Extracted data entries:

****************

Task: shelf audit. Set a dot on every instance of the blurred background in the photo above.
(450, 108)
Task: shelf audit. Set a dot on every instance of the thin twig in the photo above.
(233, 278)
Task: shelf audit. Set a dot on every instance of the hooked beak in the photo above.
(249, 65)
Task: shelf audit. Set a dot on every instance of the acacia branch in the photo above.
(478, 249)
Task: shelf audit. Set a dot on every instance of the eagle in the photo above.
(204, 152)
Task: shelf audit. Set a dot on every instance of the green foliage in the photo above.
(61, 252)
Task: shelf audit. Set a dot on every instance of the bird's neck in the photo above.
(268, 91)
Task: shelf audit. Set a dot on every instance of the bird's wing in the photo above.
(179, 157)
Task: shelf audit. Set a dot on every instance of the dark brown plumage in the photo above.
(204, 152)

****************

→ **TASK ITEM**:
Please be sure to repeat every entry exactly.

→ **SOLUTION TO THE PROBLEM**:
Task: shelf audit. Set a dot on every instance of the blurred background in the photo above.
(450, 108)
Task: shelf audit. Set a dot on every instance of the thin twig in the photo above.
(233, 278)
Task: shelf audit. Set a dot on every instance of the hooked beak in the photo above.
(249, 65)
Task: shelf audit. Set a dot on every instance of the acacia branch in the photo above.
(478, 249)
Task: shelf audit. Set a dot on every instance of the eagle in the photo above.
(204, 152)
Task: shelf audit. Set a dot on every instance of the green foliage in the photo above.
(61, 252)
Task: shelf audit. Set a dot on every instance of the bird's neck in the photo above.
(268, 91)
Task: shelf audit. Set a dot on every instance of the bird's wing in the photo above.
(179, 157)
Task: shelf audit. Set a dot on every instance of the dark brown plumage in the photo above.
(204, 152)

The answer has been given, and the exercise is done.